BEGIN EXCERPTED DATA
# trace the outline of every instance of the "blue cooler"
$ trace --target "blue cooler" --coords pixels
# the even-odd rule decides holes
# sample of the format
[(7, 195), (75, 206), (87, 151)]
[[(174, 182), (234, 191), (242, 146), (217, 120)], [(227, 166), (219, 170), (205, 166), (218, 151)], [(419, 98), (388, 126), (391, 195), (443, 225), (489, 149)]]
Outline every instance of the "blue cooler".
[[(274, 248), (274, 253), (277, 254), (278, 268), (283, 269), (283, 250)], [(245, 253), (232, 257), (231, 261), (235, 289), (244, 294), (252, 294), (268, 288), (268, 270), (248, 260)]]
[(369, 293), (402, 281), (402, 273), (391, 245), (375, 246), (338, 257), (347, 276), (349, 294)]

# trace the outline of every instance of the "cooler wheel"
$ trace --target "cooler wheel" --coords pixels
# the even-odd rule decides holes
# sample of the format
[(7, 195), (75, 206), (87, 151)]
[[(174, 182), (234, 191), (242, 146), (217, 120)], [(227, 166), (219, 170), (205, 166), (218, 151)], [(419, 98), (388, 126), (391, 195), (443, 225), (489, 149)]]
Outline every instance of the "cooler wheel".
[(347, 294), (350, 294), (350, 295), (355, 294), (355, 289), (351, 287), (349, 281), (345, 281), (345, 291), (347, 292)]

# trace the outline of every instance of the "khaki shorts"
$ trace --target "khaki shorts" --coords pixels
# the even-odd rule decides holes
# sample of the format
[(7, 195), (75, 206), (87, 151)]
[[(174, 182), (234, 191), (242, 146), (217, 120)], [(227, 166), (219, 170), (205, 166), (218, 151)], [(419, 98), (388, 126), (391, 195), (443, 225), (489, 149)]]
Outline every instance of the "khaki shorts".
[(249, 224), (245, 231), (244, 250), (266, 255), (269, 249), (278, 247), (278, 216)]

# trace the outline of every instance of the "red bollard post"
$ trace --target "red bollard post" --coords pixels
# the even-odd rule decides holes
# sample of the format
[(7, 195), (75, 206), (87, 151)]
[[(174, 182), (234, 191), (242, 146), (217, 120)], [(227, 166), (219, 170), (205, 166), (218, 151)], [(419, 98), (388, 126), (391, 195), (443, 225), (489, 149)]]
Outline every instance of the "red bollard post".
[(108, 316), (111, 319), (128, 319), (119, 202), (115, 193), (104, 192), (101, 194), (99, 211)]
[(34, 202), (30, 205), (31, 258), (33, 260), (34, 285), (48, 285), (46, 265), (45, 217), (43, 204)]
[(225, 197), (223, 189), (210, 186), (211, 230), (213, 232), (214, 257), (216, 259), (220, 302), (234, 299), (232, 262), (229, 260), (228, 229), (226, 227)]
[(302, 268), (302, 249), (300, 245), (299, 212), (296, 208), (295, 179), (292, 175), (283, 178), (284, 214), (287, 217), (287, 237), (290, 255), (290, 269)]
END EXCERPTED DATA
WHAT THE TASK REQUIRES »
Reproduce every line of the data above verbatim, without altering anything.

TASK SOLUTION »
# trace the outline of every instance of the "blue cooler"
$ trace --target "blue cooler" --coords pixels
# the even-odd rule decides holes
# sample of the format
[(7, 195), (75, 206), (87, 151)]
[[(174, 182), (234, 191), (242, 146), (217, 120)], [(227, 166), (219, 170), (205, 166), (218, 151)], [(419, 98), (388, 126), (391, 195), (443, 225), (489, 149)]]
Outline every instance of the "blue cooler".
[[(274, 248), (274, 253), (277, 254), (278, 268), (283, 269), (283, 250)], [(245, 253), (232, 257), (231, 261), (235, 289), (244, 294), (252, 294), (268, 288), (268, 270), (248, 260)]]
[(369, 293), (402, 281), (402, 273), (391, 245), (375, 246), (338, 257), (347, 276), (349, 294)]

# trace the outline of every instance of the "cooler wheel"
$ trace --target "cooler wheel" --coords pixels
# the even-odd rule decides holes
# sample of the format
[(7, 195), (75, 206), (87, 151)]
[[(174, 182), (234, 191), (242, 146), (217, 120)], [(227, 166), (219, 170), (205, 166), (218, 151)], [(419, 98), (388, 126), (391, 195), (443, 225), (489, 149)]]
Outline every instance of the "cooler wheel".
[(347, 294), (350, 294), (350, 295), (355, 294), (355, 289), (351, 287), (349, 281), (345, 281), (345, 291), (347, 292)]

# trace the outline of every instance of the "khaki shorts"
$ trace --target "khaki shorts" --coords pixels
# the even-odd rule decides holes
# sample of the format
[(7, 195), (75, 206), (87, 151)]
[[(174, 182), (234, 191), (242, 146), (217, 120)], [(227, 166), (219, 170), (205, 166), (218, 151)], [(419, 98), (388, 126), (391, 195), (443, 225), (489, 149)]]
Outline every instance of the "khaki shorts".
[(249, 224), (245, 231), (244, 250), (266, 255), (269, 249), (278, 247), (278, 216)]

# trace the outline of every instance of the "red bollard post"
$ trace --target "red bollard post" --coords pixels
# the even-odd rule decides holes
# sample of the format
[(7, 195), (75, 206), (87, 151)]
[[(174, 182), (234, 191), (242, 146), (217, 120)], [(227, 166), (219, 170), (205, 166), (218, 151)], [(419, 98), (388, 126), (391, 195), (443, 225), (489, 149)]]
Outline every instance of the "red bollard post".
[(108, 316), (111, 319), (128, 319), (119, 202), (115, 193), (104, 192), (101, 194), (99, 211)]
[(34, 202), (30, 205), (31, 258), (33, 260), (34, 285), (48, 285), (46, 265), (45, 217), (43, 204)]
[(225, 197), (223, 189), (210, 186), (211, 230), (213, 232), (214, 257), (216, 259), (220, 302), (234, 299), (232, 262), (229, 260), (228, 229), (226, 227)]
[(302, 268), (302, 249), (300, 245), (299, 212), (296, 208), (295, 179), (292, 175), (283, 178), (284, 214), (287, 217), (287, 237), (290, 255), (290, 269)]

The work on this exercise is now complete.